===== Given data

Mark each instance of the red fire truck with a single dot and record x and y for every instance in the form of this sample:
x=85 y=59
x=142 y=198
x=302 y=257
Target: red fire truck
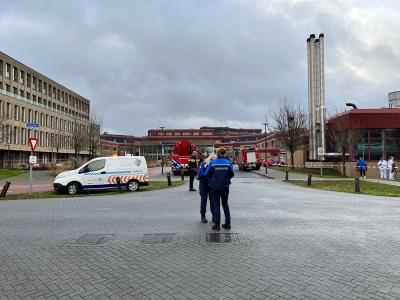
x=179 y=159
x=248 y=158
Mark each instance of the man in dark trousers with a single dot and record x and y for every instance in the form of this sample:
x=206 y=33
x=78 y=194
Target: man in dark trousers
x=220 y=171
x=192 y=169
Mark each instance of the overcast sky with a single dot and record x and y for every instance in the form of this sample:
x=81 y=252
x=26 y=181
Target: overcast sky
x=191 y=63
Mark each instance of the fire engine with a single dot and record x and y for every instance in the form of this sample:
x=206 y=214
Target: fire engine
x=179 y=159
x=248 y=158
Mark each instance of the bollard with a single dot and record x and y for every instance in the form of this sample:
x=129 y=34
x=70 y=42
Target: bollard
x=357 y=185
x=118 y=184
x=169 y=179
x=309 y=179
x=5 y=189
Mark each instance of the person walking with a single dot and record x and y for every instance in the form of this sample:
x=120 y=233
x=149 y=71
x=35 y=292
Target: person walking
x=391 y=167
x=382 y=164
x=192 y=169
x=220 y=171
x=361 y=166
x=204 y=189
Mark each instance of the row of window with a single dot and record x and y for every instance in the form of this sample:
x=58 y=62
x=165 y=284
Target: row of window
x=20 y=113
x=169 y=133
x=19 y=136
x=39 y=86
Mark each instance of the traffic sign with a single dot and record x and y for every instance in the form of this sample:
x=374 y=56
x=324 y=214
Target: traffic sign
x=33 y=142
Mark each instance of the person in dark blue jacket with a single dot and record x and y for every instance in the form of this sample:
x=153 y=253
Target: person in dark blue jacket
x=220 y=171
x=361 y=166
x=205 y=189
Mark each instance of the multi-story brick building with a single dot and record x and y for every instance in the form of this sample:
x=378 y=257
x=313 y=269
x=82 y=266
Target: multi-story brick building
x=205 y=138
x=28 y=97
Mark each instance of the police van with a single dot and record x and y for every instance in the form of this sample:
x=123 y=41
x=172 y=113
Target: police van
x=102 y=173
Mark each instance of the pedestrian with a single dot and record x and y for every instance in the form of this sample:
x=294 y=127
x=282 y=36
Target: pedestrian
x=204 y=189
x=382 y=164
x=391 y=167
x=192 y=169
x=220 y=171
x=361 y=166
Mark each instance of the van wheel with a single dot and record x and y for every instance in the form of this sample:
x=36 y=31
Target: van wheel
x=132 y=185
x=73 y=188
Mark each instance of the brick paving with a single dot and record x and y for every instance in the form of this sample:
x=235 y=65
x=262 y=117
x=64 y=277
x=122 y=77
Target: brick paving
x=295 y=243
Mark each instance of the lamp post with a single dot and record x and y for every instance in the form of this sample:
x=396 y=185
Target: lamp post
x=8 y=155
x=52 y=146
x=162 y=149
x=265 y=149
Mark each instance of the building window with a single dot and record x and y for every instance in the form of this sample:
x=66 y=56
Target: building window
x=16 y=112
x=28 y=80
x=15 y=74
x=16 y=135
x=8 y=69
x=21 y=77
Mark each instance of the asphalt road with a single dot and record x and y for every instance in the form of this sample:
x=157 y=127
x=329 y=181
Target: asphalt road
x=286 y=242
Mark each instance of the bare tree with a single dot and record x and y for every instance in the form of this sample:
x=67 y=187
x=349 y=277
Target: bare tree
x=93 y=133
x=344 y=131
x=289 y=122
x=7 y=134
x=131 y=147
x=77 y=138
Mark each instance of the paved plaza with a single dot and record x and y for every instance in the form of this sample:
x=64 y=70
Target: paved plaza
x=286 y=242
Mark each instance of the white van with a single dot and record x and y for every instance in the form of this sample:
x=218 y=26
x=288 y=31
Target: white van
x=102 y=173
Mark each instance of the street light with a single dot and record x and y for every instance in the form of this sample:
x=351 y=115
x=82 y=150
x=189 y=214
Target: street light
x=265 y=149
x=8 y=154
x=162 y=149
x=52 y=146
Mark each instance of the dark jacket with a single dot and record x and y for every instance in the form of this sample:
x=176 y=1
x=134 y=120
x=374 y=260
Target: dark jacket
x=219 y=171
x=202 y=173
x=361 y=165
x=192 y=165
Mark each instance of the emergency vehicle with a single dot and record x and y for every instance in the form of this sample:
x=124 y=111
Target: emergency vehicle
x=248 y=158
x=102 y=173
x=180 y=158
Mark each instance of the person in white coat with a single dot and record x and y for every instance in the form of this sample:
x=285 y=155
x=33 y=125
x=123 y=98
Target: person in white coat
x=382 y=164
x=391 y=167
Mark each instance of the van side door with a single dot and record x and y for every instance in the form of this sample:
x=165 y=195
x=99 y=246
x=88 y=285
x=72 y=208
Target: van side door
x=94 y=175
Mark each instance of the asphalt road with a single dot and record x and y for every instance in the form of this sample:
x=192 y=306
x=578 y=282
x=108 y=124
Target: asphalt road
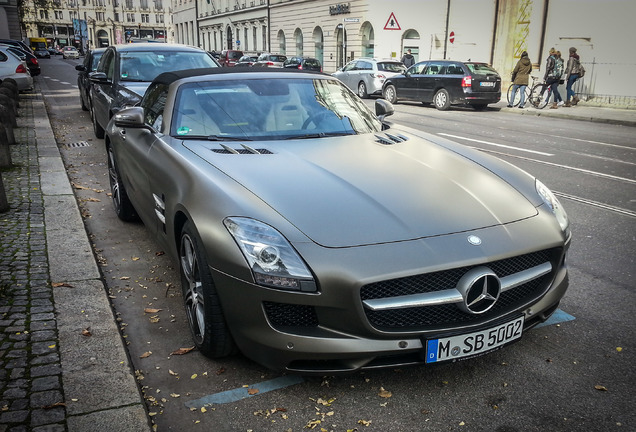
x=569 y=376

==========

Output every entry above verbatim, line by line, and omit the pictures from the output.

Mark each instance of the red fire truck with a single dot and record x and y for every instance in the form of this sample:
x=85 y=59
x=142 y=198
x=302 y=257
Target: red fire truck
x=179 y=159
x=248 y=158
Mark each instance of the man in dark trousers with a single dot and record x and y for every instance in the form of this sample:
x=206 y=33
x=78 y=194
Target: man in dark trousers
x=220 y=171
x=192 y=169
Mark each instance of the overcast sky with a single dot and record x and y for every instance in the form of this sample:
x=81 y=252
x=26 y=181
Target: overcast sky
x=191 y=63
Mark each instance of the fire engine with a single dot and record x and y for every instance in the form of this sample:
x=206 y=214
Target: fire engine
x=179 y=159
x=248 y=158
Mark each instance of the bollard with a single dot and record x and y for every instance in the form of this sample:
x=129 y=34
x=70 y=42
Target: bollard
x=357 y=185
x=118 y=184
x=169 y=179
x=309 y=179
x=5 y=189
Mark each instance of the person walking with a single dot and record x and y for every instance in the form of this sample:
x=120 y=233
x=149 y=71
x=35 y=292
Target: person walking
x=391 y=167
x=382 y=164
x=192 y=169
x=220 y=171
x=361 y=166
x=204 y=189
Mark each instance of the row of window with a single dot and record x and y for every instance in the form of this sample:
x=58 y=62
x=165 y=284
Target: row of window
x=20 y=113
x=169 y=133
x=19 y=136
x=39 y=86
Mark each instance of the traffic sign with a single dot and record x and y for every instance in the form of this sample:
x=374 y=56
x=324 y=214
Target: traffic sign
x=33 y=142
Mark each instance of the person in dark blue jacket with a single dot and record x and y for every instance in the form of this sample:
x=153 y=253
Target: person in dark blue jacket
x=220 y=171
x=361 y=166
x=205 y=189
Mark each instance of the multi-story brick building with a single dot and record x and y for every instance in the form of this sample:
x=378 y=257
x=313 y=269
x=82 y=266
Target: multi-story brick building
x=205 y=138
x=28 y=97
Mark each instance of the police van with a single dot and record x and y for every instance in the form of this sample:
x=123 y=41
x=172 y=113
Target: police van
x=102 y=173
Mark each instance of the pedestrian with a single dot and record x and y for every instance in the form of this sample:
x=294 y=127
x=282 y=36
Target: pedestrian
x=204 y=189
x=382 y=164
x=391 y=167
x=192 y=169
x=220 y=171
x=361 y=166
Mark each instance of the van wheel with a single dot and record x and y for every instance in the form of this sample:
x=36 y=31
Target: van wheel
x=132 y=185
x=73 y=188
Mark each instance of the brick paving with a single dot and record x and y for every instance in the form of this sample:
x=235 y=65
x=262 y=117
x=64 y=277
x=122 y=77
Target: brick paving
x=295 y=243
Mark each instance of the lamp post with a single dot and record x and y for every instance in the form of this sample:
x=396 y=185
Target: lamp post
x=8 y=155
x=52 y=146
x=162 y=149
x=265 y=149
Mark each instance of the building window with a single dot and record x and y for every instance in the form of this sample:
x=66 y=56
Target: building window
x=16 y=112
x=28 y=80
x=15 y=74
x=16 y=135
x=8 y=69
x=21 y=77
Mark each instance of the asphalt road with a single dot and record x and y for every instance in the form of this sample:
x=157 y=127
x=329 y=181
Target: asphalt road
x=286 y=242
Mark each instance of the bare tree with a single dot and record x and y for every instance in the form of this sample:
x=67 y=187
x=349 y=277
Target: bare tree
x=93 y=133
x=344 y=131
x=289 y=122
x=7 y=134
x=131 y=147
x=77 y=138
Mark each instance of the paved plaza with a single dot and record x and y for every instance in the form of this sample:
x=64 y=70
Target: paved plaza
x=286 y=242
Mark each instance of the white van with a single dot and record x and y for every instance in the form of this sample:
x=218 y=26
x=288 y=31
Target: white van
x=102 y=173
Mark each instance of the street light with a single dot and record x and y for every instance in the form of this sample:
x=351 y=115
x=82 y=150
x=189 y=214
Target: street light
x=265 y=149
x=8 y=154
x=162 y=149
x=52 y=146
Mark each instance of the dark jacket with a single dot and record x and y for every instance in the form of this sample:
x=176 y=1
x=134 y=120
x=374 y=260
Target: dark jacket
x=219 y=171
x=202 y=173
x=361 y=165
x=192 y=165
Mark each instance of the emergency vehicle with a single dot and record x and y for every instance in the form of this sample:
x=124 y=111
Target: emergency vehicle
x=248 y=158
x=102 y=173
x=180 y=158
Mark each instance of the person in white coat with a single dot and record x and y for every instance in the form of this sample:
x=285 y=155
x=33 y=125
x=123 y=98
Target: person in white coat
x=382 y=164
x=391 y=167
Mark each instance of the van side door with a single dot and record x and y for every instance in the form of this sample:
x=165 y=195
x=99 y=246
x=88 y=285
x=72 y=208
Target: van side door
x=94 y=175
Mark each instance of the asphalt road with a single dot and record x and y for every instance in the form of this sample:
x=192 y=306
x=578 y=282
x=108 y=124
Target: asphalt road
x=569 y=376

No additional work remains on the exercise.